[Pointing and labeling entries]
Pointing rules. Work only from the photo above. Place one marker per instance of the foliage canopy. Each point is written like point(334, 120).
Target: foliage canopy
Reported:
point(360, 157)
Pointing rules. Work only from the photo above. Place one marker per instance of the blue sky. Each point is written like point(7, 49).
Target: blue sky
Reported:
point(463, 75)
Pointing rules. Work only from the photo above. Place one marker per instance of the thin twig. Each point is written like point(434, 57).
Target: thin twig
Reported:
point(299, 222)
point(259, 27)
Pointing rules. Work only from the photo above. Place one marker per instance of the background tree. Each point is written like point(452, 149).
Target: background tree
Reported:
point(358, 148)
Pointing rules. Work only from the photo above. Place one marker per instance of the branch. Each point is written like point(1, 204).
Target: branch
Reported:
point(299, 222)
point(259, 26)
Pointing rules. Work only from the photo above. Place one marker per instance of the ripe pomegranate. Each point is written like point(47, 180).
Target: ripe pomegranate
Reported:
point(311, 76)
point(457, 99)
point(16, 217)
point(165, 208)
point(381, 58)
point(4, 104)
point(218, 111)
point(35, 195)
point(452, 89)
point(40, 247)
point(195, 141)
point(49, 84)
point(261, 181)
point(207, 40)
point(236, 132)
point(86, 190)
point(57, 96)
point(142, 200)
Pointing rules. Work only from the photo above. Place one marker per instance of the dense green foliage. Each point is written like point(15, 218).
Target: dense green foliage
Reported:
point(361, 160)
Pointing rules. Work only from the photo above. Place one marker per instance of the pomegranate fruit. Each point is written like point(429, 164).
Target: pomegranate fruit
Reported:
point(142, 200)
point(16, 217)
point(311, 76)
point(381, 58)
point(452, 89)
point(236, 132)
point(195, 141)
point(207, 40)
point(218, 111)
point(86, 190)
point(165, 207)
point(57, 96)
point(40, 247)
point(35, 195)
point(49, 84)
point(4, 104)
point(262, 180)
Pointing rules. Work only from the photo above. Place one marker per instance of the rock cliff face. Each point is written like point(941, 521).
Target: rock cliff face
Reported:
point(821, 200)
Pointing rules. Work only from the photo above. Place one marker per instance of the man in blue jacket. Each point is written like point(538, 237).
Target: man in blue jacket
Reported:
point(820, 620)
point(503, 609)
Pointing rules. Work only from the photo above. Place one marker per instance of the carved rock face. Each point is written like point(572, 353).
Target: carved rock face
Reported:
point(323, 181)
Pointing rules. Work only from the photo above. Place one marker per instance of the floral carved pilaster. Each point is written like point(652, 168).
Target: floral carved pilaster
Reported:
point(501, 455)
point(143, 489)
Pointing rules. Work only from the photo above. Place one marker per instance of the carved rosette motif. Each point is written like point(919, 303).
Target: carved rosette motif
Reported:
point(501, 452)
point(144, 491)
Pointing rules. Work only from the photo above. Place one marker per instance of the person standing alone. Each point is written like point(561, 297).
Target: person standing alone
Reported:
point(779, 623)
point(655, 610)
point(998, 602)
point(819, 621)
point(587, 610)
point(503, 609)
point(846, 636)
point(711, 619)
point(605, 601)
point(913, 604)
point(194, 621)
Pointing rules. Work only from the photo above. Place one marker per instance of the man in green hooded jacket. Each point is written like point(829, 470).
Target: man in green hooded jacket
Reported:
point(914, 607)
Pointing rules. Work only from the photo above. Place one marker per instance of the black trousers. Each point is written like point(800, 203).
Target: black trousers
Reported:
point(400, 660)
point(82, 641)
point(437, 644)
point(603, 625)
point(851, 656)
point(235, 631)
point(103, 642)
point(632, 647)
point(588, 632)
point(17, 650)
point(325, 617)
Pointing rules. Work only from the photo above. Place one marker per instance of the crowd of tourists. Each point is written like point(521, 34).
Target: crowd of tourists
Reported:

DESCRIPTION OF THE TASK: Turn everything from the first line down to and including the line containing "point(463, 75)" into a numbered list, leaving out any blank lines.

OUTPUT FOR THIS TASK:
1. Pointing rules. Work only from the photo above. Place one marker per instance of the foliage canopy. Each point is written like point(334, 120).
2. Target: foliage canopy
3. Reported:
4. point(360, 157)
5. Pointing rules. Work only from the photo above. Place one marker per instance of the blue sky. Each point is written like point(7, 49).
6. Target: blue sky
7. Reported:
8. point(463, 75)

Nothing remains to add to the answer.